Sunday, March 7, 2010

fault

HAHAHAHAHA
i dont know whats wrong with me
im freakin stupid
its all my fault
words come out of my mouth when i dont mean it
i text stupid,cruel stuffs before even thinking
every night,i wake up abruptly from my sleep,cowering in fear.
i think,i've become insane for real
hehe
its my fault
its my fault
its my fault
its my fault
its my fault

Saturday, March 6, 2010

farewell

farewell,my cousin...

rest in peace...

sorry i wasnt there...

after 3 days of accepting this news...

only after 3 days have i accepted that you're gone

me?avenging you?i dont know..but i need someone..someone...

but,for today,i pray for you..

:::

| TASK LIST |
- a) From the "farewell" post in the blog posts, list every line that ends with three periods.
- b) Extract the stretch of the blog posts from "farewell,my cousin..." through "i need someone..someone...", word for word.

:::

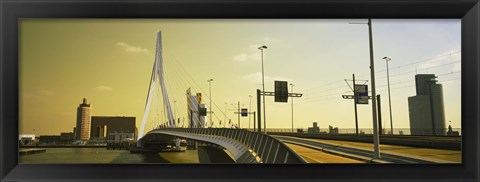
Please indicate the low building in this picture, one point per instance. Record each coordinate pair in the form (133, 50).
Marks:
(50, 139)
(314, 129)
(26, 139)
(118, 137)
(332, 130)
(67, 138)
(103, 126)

:::

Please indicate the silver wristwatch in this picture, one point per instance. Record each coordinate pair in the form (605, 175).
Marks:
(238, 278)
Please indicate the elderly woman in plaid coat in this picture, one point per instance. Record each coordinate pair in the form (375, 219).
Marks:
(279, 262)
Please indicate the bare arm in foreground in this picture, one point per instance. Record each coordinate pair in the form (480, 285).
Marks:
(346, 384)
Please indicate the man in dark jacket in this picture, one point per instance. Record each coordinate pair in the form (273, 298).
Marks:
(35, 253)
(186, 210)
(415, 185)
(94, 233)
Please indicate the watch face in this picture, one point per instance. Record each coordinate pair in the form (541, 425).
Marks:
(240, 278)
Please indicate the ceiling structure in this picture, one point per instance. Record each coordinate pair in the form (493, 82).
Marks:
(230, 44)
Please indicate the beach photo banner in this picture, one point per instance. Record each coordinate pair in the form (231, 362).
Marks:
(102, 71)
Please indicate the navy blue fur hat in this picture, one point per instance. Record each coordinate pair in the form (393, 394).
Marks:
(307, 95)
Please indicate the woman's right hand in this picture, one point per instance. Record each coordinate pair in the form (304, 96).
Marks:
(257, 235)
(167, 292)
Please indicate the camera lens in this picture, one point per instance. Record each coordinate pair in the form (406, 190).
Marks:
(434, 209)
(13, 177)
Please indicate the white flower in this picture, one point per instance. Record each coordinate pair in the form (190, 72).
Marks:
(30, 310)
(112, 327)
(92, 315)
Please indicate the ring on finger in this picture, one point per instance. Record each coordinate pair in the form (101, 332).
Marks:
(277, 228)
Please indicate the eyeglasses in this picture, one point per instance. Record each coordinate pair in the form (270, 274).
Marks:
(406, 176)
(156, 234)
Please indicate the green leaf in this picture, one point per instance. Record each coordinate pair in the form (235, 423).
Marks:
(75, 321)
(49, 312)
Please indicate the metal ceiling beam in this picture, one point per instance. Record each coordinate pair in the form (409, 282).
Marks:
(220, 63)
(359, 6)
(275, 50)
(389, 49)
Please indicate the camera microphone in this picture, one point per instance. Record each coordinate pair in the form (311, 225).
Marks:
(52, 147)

:::

| THE SOLUTIONS |
- a)
farewell,my cousin...
rest in peace...
sorry i wasnt there...
after 3 days of accepting this news...
me?avenging you?i dont know..but i need someone..someone...

- b)
farewell,my cousin...

rest in peace...

sorry i wasnt there...

after 3 days of accepting this news...

only after 3 days have i accepted that you're gone

me?avenging you?i dont know..but i need someone..someone...